-- Goal of the exercise --
List every line of the rows below that contains the word "says".

┄┄┄┄┄┄

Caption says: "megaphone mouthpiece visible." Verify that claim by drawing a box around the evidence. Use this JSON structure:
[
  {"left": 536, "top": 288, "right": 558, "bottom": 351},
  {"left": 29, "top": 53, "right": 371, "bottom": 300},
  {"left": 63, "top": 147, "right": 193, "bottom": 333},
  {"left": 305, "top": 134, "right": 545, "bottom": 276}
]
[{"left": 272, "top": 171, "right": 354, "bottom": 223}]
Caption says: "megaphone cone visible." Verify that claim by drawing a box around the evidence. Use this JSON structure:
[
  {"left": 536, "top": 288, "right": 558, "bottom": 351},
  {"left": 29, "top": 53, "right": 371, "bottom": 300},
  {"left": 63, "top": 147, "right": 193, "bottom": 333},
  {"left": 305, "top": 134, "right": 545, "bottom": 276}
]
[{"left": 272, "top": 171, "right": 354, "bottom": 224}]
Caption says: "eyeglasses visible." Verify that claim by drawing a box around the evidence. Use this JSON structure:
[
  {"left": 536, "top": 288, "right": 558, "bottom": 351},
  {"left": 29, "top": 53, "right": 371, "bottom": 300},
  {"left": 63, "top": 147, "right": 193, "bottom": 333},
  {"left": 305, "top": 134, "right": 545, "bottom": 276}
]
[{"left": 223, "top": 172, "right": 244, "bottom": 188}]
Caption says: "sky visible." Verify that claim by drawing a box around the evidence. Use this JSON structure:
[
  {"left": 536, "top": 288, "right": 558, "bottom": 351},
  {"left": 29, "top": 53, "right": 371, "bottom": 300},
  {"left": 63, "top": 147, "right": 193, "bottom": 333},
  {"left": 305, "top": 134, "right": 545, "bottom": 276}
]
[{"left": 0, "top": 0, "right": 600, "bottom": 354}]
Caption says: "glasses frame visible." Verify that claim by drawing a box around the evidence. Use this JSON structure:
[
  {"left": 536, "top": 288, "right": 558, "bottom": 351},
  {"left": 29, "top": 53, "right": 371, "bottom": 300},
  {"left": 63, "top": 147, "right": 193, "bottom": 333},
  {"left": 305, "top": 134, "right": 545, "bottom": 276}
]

┄┄┄┄┄┄

-- Exercise result --
Caption says: "megaphone mouthpiece visible." Verify that claim by drawing a box around the evidence. Use this JSON structure:
Caption says: "megaphone cone visible." Verify that claim by drawing a box around the evidence. Use this JSON structure:
Caption says: "eyeglasses visible." Verify that claim by drawing a box around the evidence. Use this JSON structure:
Caption says: "sky visible." Verify that claim by drawing a box around the evidence. Use this JSON structure:
Caption says: "glasses frame visible." Verify that claim by drawing a box around the evidence. Use this JSON structure:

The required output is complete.